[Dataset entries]
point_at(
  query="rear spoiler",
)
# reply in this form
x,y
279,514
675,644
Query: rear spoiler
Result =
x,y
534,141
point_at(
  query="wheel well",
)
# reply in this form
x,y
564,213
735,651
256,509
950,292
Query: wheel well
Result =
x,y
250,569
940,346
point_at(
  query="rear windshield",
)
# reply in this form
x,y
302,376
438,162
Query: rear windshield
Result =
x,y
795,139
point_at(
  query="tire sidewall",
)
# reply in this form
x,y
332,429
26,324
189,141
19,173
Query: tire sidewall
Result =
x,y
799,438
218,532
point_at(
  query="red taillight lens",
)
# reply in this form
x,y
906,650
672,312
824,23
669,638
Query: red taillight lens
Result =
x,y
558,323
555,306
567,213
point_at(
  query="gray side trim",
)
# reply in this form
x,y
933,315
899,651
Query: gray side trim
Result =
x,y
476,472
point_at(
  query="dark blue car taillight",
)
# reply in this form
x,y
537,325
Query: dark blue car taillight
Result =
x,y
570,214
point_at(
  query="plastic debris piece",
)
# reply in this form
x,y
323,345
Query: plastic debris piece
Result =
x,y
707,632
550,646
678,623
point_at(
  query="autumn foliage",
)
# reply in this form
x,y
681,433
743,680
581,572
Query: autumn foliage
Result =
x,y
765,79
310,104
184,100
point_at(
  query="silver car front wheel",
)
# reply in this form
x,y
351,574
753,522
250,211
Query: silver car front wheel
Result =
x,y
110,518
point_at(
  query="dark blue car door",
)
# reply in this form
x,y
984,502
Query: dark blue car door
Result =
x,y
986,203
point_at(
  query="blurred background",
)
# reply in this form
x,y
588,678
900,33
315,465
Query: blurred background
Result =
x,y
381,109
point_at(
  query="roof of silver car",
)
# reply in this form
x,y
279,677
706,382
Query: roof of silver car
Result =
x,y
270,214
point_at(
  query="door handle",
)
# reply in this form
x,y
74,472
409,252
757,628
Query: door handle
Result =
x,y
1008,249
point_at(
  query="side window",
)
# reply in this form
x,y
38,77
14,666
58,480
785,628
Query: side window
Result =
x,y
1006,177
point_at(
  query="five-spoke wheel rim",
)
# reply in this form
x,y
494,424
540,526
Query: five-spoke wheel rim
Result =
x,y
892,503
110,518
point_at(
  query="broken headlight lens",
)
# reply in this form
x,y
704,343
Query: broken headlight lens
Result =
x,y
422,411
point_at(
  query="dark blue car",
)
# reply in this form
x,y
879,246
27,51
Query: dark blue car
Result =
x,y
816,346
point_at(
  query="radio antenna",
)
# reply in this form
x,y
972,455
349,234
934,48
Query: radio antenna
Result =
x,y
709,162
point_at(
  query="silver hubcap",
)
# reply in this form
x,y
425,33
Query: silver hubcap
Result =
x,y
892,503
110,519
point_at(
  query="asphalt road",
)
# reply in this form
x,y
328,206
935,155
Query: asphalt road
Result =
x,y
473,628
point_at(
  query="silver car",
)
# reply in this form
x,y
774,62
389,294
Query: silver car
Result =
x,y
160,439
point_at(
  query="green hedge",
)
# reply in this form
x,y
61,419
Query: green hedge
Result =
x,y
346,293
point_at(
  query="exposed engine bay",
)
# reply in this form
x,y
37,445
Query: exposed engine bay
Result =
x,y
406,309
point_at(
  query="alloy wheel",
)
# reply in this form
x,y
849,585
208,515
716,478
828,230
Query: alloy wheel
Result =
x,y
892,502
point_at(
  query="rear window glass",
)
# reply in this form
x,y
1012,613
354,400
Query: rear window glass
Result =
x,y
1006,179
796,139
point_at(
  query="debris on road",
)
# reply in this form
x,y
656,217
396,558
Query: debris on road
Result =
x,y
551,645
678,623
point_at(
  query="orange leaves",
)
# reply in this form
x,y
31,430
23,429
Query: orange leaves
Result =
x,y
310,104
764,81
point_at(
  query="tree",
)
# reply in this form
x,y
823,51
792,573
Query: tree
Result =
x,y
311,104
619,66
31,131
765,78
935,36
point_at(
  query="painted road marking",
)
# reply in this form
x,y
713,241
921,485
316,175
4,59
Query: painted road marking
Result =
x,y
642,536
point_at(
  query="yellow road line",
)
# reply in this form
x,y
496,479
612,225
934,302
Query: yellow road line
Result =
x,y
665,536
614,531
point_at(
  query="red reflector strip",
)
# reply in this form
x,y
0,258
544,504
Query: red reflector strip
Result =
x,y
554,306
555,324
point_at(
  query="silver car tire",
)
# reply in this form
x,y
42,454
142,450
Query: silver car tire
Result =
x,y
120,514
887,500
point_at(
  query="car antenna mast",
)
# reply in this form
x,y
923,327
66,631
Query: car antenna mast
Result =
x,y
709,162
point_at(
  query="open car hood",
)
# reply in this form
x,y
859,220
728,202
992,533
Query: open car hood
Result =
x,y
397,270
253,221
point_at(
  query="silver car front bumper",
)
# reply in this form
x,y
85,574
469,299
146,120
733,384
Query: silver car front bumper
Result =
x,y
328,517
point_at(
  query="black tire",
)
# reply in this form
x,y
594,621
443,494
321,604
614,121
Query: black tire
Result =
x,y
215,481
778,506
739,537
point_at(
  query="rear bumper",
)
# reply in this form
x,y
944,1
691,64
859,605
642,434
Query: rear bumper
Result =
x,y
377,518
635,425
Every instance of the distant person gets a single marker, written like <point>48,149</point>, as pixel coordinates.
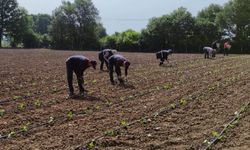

WORK ORDER:
Reproduce the lines above letter for letter. The pictures stay behind.

SOLUTION:
point_at(
  query="rear spoiler",
)
# reply in this form
x,y
279,514
675,644
Query: rear spoiler
Result =
x,y
534,141
point_at(
  query="wheel well",
)
# reply in this form
x,y
564,213
735,651
256,509
950,292
Query: wheel well
Result =
x,y
250,569
940,346
point_at(
  query="rear windshield",
)
# reply in this form
x,y
302,376
438,162
Query: rear windshield
Result =
x,y
795,139
point_at(
  query="tire sidewall",
)
# reply in this form
x,y
332,429
26,324
189,141
19,173
Query: tire sidewall
Result =
x,y
799,438
218,532
point_at(
  query="red taillight lens",
)
# reply in this form
x,y
906,650
672,312
824,23
669,638
Query: red taillight lens
Result =
x,y
558,323
555,306
567,213
point_at(
  query="gray side trim",
)
# reply in this form
x,y
933,315
899,651
Query: gray side trim
Result =
x,y
476,472
point_at(
  query="dark blue car taillight",
)
# reply in this form
x,y
537,325
Query: dark blue car taillight
Result =
x,y
570,214
point_at(
  query="plastic debris piece",
)
# reply in this form
x,y
323,345
Query: plastic debris piece
Result =
x,y
707,632
550,646
678,623
point_at(
  query="autumn foliage",
)
# reply in this form
x,y
681,433
743,680
581,572
Query: autumn foliage
Result =
x,y
765,79
310,104
184,100
point_at(
  query="silver car front wheel",
)
# reply in this form
x,y
351,574
753,522
250,211
Query: silver car front wheel
Result =
x,y
110,518
point_at(
  query="dark blue car door",
)
# reply in this form
x,y
984,502
Query: dark blue car door
Result =
x,y
986,203
point_at(
  query="blurred background",
)
# reply in this form
x,y
588,678
900,33
315,465
Query: blurred background
Result =
x,y
381,109
point_at(
  query="roof of silver car",
)
# reply in this form
x,y
279,677
706,382
Query: roof of silver car
Result =
x,y
270,214
point_at(
  query="door handle",
)
# reply in this form
x,y
74,472
409,252
757,628
Query: door handle
Result =
x,y
1008,249
point_at(
  query="side window",
)
# reply in this form
x,y
38,77
14,666
58,480
785,628
Query: side window
Result =
x,y
1006,177
point_at(
  query="five-spoke wheel rim",
)
# reply in this form
x,y
494,424
540,526
Query: five-spoke wheel rim
Result =
x,y
892,503
110,518
point_at(
  query="broken headlight lens",
)
# reply in this form
x,y
704,343
Query: broken headlight lens
Result =
x,y
422,411
point_at(
  query="dark blue car",
)
# reply in this form
x,y
879,246
27,51
Query: dark blue car
Result =
x,y
816,346
point_at(
  query="radio antenna",
)
# reply in this form
x,y
972,455
349,234
934,48
Query: radio antenna
Result =
x,y
709,162
point_at(
  query="silver hubcap",
)
# reply in this form
x,y
425,33
Query: silver hubcap
Result =
x,y
892,503
110,519
point_at(
  query="asphalt road",
)
# reply in this form
x,y
328,206
935,155
Query: asphalt road
Result =
x,y
473,628
point_at(
  query="silver car",
)
# reply in this form
x,y
774,62
389,294
Query: silver car
Result =
x,y
160,439
point_at(
  query="green hedge",
)
# reply in this form
x,y
61,419
Query: green hedge
Result =
x,y
346,293
point_at(
  query="exposed engine bay",
)
# reply in this form
x,y
37,445
Query: exposed engine bay
Result =
x,y
406,309
point_at(
  query="alloy wheel",
)
# reply in this form
x,y
849,585
208,515
716,478
828,230
Query: alloy wheel
Result =
x,y
892,502
point_at(
  query="rear window glass",
)
# reply in this form
x,y
1012,613
354,400
Query: rear window glass
Result =
x,y
1006,179
796,139
point_at(
  query="debris on road",
)
# reply in this form
x,y
656,217
396,558
Query: debris on road
Result =
x,y
551,645
678,623
point_at(
  query="orange leaves",
)
# reply in this form
x,y
31,430
23,429
Query: orange leaves
Result =
x,y
310,104
764,81
point_at(
  query="tree",
)
# reply in this form
x,y
823,51
792,573
Query: tree
Result =
x,y
311,104
619,66
31,131
765,78
935,36
point_at(
  query="painted road marking",
)
# reply in this form
x,y
713,241
921,485
316,175
4,59
Query: painted road marking
Result =
x,y
642,536
point_at(
  query="yellow road line",
)
# reply in this form
x,y
496,479
612,225
934,302
Query: yellow road line
Result =
x,y
665,536
614,531
point_at(
  query="red reflector strip",
)
# reply in this form
x,y
0,258
544,504
Query: red reflector strip
Result =
x,y
554,306
555,324
point_at(
  query="silver car tire",
)
# reply in this form
x,y
42,454
142,450
Query: silver car tire
Result =
x,y
120,514
887,500
point_at(
  query="car antenna mast",
)
# reply in this form
x,y
923,327
66,631
Query: car antenna mast
Result =
x,y
709,162
point_at(
  query="open car hood",
)
# reply in this form
x,y
859,220
728,202
992,533
Query: open car hood
Result =
x,y
397,270
253,221
point_at(
  query="silver car front bumper",
)
# reply in this form
x,y
85,574
469,299
146,120
733,384
Query: silver car front bumper
Result =
x,y
328,517
point_at(
  query="black tire",
)
# reply in this form
x,y
594,621
443,494
321,604
614,121
Query: black tire
Result =
x,y
215,481
778,506
739,537
point_at(
  query="rear bumper",
)
# reply in this form
x,y
944,1
691,64
859,605
642,434
Query: rear bumper
Result =
x,y
377,518
635,425
Every instance of the distant person gets a single marker, written like <point>48,149</point>, as pixel coordinates.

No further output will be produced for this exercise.